Extracted data entries
::::::::

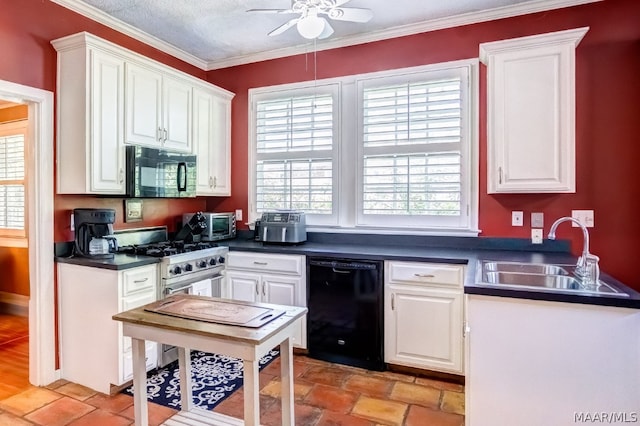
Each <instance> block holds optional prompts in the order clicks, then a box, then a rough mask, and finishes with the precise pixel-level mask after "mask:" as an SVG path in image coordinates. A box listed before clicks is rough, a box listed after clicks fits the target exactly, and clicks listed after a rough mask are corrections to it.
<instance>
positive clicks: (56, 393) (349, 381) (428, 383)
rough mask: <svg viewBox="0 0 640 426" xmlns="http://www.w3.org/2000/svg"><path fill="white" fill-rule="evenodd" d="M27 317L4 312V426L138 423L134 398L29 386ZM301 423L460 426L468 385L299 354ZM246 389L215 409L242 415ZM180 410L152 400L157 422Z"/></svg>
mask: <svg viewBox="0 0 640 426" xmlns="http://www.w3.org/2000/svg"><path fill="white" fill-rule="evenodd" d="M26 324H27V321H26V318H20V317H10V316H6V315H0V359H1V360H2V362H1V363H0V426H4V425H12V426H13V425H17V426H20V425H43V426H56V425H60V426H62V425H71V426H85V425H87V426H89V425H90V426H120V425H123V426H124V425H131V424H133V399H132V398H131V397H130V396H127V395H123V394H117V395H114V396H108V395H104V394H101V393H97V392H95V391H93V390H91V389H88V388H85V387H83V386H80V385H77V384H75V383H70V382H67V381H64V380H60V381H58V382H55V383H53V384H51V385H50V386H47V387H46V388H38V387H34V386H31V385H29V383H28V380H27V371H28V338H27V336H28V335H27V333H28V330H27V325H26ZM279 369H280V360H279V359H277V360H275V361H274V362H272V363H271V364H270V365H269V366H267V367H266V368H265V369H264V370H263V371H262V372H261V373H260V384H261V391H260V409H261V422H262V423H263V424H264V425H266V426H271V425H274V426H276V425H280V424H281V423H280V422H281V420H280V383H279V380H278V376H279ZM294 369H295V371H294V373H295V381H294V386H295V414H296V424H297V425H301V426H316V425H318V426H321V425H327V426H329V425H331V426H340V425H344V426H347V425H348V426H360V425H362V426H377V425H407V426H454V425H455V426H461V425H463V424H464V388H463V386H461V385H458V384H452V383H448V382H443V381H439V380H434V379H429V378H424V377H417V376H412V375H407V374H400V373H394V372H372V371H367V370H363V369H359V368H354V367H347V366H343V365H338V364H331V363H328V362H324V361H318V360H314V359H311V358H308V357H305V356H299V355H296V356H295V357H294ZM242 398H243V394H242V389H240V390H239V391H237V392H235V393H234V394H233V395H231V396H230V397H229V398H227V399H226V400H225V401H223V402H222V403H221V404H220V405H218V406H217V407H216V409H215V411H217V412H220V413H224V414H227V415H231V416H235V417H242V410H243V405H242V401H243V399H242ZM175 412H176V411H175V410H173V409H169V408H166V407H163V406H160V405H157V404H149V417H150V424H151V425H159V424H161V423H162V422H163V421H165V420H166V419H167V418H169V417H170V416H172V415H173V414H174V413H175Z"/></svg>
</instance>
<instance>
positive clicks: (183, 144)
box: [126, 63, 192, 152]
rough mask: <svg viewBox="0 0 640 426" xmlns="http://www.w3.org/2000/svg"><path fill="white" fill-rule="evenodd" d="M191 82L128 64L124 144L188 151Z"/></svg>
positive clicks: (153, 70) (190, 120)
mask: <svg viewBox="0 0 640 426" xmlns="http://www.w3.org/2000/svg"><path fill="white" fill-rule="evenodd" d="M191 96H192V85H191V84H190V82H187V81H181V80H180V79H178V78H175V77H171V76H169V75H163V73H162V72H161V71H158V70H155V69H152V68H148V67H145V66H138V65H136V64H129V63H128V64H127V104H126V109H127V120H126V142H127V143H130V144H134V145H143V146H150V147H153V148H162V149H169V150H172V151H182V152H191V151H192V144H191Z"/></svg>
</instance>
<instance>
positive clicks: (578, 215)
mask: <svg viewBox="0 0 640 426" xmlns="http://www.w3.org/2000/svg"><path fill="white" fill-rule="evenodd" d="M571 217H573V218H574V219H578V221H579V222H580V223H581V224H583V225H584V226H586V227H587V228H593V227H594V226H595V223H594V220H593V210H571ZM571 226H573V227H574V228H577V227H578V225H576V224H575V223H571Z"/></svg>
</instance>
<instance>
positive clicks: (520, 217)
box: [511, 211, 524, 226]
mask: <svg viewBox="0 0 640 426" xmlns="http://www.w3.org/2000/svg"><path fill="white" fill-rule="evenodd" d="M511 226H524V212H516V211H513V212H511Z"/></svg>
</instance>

::::::::

▶ Problem requirements
In the records above, take every line from the opening one through the line with "positive clicks: (56, 393)" and repeat it exactly; pictures are not part of the copy.

▶ Your solution
Each <instance> block holds optional prompts in the order clicks, then a box, then a rough mask, and finishes with the precise pixel-level mask after "mask:" as an SVG path in image coordinates. A box listed before clicks is rough, a box listed after clicks fits the target exactly, and clicks listed after a rough mask are corrections to it.
<instance>
positive clicks: (56, 393) (349, 381) (428, 383)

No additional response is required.